(Records from a data source)
* * * * *
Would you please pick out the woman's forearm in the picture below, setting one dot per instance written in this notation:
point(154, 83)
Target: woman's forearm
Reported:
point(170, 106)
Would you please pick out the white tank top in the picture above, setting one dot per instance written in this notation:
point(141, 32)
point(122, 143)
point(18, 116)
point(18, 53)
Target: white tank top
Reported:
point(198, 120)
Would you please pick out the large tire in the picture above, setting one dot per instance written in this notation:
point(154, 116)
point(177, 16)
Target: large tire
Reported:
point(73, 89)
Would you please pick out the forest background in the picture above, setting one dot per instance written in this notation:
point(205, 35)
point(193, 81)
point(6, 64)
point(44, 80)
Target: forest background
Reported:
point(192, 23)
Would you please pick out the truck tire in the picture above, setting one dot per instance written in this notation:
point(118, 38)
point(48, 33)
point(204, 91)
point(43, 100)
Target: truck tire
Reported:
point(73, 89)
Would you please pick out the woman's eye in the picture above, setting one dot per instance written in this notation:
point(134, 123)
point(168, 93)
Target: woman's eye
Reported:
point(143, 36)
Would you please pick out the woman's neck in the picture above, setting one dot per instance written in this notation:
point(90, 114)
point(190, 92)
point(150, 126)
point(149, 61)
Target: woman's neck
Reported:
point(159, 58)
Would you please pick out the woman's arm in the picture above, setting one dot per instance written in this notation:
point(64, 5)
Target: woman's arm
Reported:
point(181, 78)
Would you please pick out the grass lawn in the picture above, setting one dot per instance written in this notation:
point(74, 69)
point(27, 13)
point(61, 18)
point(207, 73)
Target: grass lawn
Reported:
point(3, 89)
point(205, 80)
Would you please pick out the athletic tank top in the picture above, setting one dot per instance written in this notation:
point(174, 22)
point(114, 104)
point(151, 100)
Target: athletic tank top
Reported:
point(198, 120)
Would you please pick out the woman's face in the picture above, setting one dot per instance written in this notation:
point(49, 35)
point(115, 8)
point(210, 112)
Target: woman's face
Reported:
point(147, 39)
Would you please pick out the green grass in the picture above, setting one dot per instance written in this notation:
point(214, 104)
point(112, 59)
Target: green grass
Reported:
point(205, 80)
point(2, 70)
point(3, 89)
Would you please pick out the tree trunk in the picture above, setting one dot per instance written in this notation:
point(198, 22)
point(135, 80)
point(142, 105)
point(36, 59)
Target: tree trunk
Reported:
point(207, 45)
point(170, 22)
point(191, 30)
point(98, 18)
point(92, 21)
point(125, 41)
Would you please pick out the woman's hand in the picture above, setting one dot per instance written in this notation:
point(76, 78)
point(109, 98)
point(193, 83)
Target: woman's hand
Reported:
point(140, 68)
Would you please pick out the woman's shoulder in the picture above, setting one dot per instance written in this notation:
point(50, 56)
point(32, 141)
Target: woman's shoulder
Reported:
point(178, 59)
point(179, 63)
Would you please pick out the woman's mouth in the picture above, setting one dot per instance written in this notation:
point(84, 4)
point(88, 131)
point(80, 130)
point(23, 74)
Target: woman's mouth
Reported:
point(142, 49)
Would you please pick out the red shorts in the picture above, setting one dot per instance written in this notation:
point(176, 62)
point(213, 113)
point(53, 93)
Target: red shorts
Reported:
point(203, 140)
* * * * *
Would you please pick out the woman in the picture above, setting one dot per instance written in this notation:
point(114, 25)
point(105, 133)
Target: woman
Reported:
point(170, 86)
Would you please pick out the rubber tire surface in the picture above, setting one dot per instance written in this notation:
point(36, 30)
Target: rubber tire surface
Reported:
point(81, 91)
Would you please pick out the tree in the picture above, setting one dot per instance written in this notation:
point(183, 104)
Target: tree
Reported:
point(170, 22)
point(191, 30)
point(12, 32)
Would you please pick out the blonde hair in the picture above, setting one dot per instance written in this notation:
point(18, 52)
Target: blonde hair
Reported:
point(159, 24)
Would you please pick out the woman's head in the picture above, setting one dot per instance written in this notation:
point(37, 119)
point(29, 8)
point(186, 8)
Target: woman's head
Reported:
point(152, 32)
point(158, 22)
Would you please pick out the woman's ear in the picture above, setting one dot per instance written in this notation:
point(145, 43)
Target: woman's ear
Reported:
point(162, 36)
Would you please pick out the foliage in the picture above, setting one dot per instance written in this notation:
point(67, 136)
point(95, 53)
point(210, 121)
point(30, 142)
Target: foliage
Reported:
* * * * *
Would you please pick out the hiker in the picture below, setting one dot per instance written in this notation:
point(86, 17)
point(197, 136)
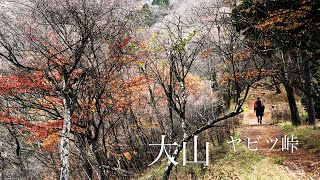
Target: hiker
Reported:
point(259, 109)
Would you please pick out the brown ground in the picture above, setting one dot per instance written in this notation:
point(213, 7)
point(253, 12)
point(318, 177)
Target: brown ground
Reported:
* * * * *
TASK DESCRIPTION. Check every line above for the string "forearm", and copy the ones that have it.

RESULT FOR THIS EXERCISE.
Would you please pick out the woman's forearm in the picture below, setting one dot per instance written in this notation:
Target: woman's forearm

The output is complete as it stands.